**Exercise objective**
Reproduce the records in full. Alter nothing.

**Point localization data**
++++

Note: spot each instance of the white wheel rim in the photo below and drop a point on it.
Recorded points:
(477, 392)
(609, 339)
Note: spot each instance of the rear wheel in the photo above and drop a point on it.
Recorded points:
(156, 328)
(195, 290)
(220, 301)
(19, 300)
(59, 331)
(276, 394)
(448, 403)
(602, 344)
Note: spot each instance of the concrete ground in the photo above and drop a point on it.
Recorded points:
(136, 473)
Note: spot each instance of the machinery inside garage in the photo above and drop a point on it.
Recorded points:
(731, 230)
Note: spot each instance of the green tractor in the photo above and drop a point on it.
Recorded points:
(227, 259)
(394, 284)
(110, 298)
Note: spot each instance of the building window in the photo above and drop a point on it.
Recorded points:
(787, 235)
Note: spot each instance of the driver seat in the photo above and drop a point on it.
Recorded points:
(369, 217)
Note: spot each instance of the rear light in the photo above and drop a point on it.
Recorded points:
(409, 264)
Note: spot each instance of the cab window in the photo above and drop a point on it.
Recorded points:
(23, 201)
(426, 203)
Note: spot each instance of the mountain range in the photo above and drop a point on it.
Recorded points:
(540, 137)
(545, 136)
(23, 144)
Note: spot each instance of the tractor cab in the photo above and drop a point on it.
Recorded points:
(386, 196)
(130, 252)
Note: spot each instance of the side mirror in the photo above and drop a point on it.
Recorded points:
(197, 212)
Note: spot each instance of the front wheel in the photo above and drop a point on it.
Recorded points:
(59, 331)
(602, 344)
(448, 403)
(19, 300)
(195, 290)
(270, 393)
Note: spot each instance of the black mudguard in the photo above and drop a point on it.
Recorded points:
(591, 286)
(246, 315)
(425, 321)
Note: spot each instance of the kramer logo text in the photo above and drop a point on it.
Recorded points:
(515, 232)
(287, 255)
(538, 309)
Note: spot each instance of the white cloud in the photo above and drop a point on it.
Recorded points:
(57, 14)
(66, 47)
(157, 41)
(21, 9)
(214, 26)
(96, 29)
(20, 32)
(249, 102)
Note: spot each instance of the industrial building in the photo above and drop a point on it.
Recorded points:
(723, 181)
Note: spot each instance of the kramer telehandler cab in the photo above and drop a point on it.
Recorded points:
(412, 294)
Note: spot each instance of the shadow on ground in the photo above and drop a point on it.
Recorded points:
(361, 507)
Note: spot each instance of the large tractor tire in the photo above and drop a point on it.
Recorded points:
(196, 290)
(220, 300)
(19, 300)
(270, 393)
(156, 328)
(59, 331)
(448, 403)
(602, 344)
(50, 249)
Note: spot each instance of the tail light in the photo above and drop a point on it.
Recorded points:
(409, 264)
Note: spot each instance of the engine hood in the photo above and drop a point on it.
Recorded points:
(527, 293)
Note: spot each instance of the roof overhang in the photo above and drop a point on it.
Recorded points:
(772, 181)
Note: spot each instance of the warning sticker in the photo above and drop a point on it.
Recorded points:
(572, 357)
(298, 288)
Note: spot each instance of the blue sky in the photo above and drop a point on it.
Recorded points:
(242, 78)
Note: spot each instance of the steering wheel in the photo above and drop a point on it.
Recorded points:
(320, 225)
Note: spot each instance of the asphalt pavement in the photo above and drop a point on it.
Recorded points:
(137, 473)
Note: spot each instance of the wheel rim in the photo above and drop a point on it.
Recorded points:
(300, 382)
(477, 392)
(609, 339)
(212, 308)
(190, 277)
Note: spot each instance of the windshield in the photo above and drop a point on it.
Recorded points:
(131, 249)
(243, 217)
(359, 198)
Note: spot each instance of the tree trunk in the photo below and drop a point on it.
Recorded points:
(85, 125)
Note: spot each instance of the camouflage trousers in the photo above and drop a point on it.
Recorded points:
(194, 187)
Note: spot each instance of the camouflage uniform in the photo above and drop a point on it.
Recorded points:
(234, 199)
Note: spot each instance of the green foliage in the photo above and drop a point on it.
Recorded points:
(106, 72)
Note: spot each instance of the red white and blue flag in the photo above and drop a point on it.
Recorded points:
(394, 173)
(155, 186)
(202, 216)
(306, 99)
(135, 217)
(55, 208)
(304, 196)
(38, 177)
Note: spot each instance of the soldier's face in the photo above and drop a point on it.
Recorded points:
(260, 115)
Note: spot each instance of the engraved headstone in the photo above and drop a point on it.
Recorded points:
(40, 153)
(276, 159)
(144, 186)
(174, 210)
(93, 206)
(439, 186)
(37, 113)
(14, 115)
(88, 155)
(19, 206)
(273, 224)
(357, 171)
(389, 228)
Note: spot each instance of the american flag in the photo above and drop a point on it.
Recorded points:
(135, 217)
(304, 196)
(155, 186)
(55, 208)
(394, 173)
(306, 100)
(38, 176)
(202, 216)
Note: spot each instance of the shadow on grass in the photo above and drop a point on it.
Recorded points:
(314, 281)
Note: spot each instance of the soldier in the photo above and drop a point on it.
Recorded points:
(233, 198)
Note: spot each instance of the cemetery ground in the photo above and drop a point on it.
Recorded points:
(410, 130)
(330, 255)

++++

**Reply**
Note: spot each instance of the white wheel rim in the photo below and drop a point on it.
Recorded points:
(477, 392)
(609, 339)
Note: spot each instance of the rear wheel in the photo above and drop a point on it.
Recorded points:
(156, 328)
(195, 290)
(220, 301)
(19, 300)
(59, 331)
(276, 394)
(448, 403)
(602, 344)
Note: spot each instance of the concrete ground in the photo above and drop a point on it.
Recorded points:
(136, 473)
Note: spot each instance of the machinery inside garage in the photo above and drop a point on it.
Recorded points:
(731, 230)
Note: spot each instance of the green tractor in the photo above and drop a point on it.
Recorded points:
(227, 259)
(394, 284)
(110, 298)
Note: spot each instance of the building window in the photo above and drop a point on it.
Recorded points:
(787, 235)
Note: spot each instance of the driver seat in the photo above and drop a point on it.
Recorded points:
(369, 217)
Note: spot each instance of the rear light in the photo above and drop a point on it.
Recorded points:
(409, 264)
Note: spot each instance of the cab window in the photo above and drop a point on it.
Recorded points:
(23, 201)
(426, 203)
Note: spot each instance of the mountain range in the photo above and drop a point on it.
Recorded points:
(540, 137)
(545, 136)
(23, 144)
Note: spot each instance of the tractor cab in the photo above and drop a point on it.
Recorded points:
(386, 196)
(130, 252)
Note: spot each instance of the side mirror in the photo above and drop a point on it.
Recorded points:
(197, 212)
Note: spot each instance of the front wheel in the photo above and drop a point on it.
Recorded points:
(59, 331)
(602, 344)
(448, 403)
(19, 300)
(195, 290)
(270, 393)
Note: spot each instance of the black mudguard in the photo above and drop a point on it.
Recorded points:
(591, 286)
(246, 315)
(425, 321)
Note: spot each instance of the kramer logo text in the photo above and drop a point on it.
Recorded points:
(515, 232)
(287, 255)
(538, 309)
Note: spot each instance of the white cloud in the photo above and drop a point on it.
Recorded points:
(57, 14)
(66, 47)
(157, 41)
(21, 9)
(214, 26)
(96, 29)
(20, 32)
(249, 102)
Note: spot each instance of the industrial building in the photo above and drop a point on it.
Recorded points:
(723, 181)
Note: spot each instance of the kramer telehandler cab in the photo above and drop a point on it.
Recorded points:
(412, 294)
Note: spot each instance of the shadow on ground in the photo above and drop a point on it.
Recorded points:
(361, 507)
Note: spot each instance of the large tractor tire in the photo above and drop a point on it.
Recorded points:
(196, 290)
(220, 300)
(19, 300)
(270, 393)
(156, 328)
(59, 331)
(448, 403)
(602, 344)
(50, 249)
Note: spot each instance of the tail light in the photo above and drop a point on it.
Recorded points:
(409, 264)
Note: spot each instance of the engine hood in the photo above and drop a point on it.
Recorded points:
(527, 293)
Note: spot each instance of the roof overhang in the photo above and drop a point on it.
Recorded points:
(772, 181)
Note: spot each instance of the warning sticker in the photo above and drop a point on it.
Recorded points:
(572, 357)
(298, 288)
Note: spot each instance of the blue sky in the photo above and drop a point on it.
Recorded points:
(242, 78)
Note: spot each instance of the steering wheel in the photo above and drop a point on it.
Recorded points:
(320, 225)
Note: spot each instance of the asphalt pavement in the photo above and drop a point on it.
Recorded points:
(137, 473)
Note: spot each instance of the wheel rim in the photo above and drop a point on it.
Recorded points:
(300, 382)
(477, 392)
(609, 339)
(212, 308)
(190, 277)
Note: spot each instance of the windshield in the photo above and drop a point on it.
Recorded points:
(131, 249)
(243, 217)
(359, 198)
Note: spot each instance of the tree trunk in the photo below and drop a point on it.
Recorded points:
(85, 125)
Note: spot each instance of the camouflage trousers in the photo above and drop a point on it.
Recorded points:
(194, 187)
Note: spot each instance of the camouflage uniform in the photo above and drop a point on it.
Recorded points:
(234, 199)
Note: spot each instance of the green foliage in the photo above and drop a point on it.
Recorded points:
(106, 72)
Note: spot each instance of the red white and blue flag in the photo above and drop a point on it.
Recorded points:
(394, 173)
(155, 186)
(202, 216)
(306, 99)
(135, 217)
(55, 208)
(304, 196)
(38, 177)
Note: spot each instance of the soldier's face in the photo above and drop a point on it.
Recorded points:
(260, 115)
Note: spot each instance of the engraved headstone in the photo above and drop a point on it.
Recorded points:
(40, 153)
(276, 159)
(144, 186)
(174, 210)
(93, 206)
(439, 186)
(37, 113)
(14, 115)
(88, 155)
(19, 206)
(273, 224)
(357, 171)
(389, 228)
Note: spot each instance of the american flag in the photo above and drop a point on it.
Recorded points:
(135, 217)
(304, 196)
(155, 186)
(55, 208)
(394, 173)
(306, 100)
(38, 176)
(202, 216)
Note: spot each instance of the shadow on grass in the photo above and drop a point on it.
Recorded points:
(314, 281)
Note: spot each instance of the soldier in the photo above and drop a point on it.
Recorded points:
(233, 198)
Note: spot each instance of the cemetery ground in the photo above and drop a point on it.
Recorded points:
(410, 130)
(330, 255)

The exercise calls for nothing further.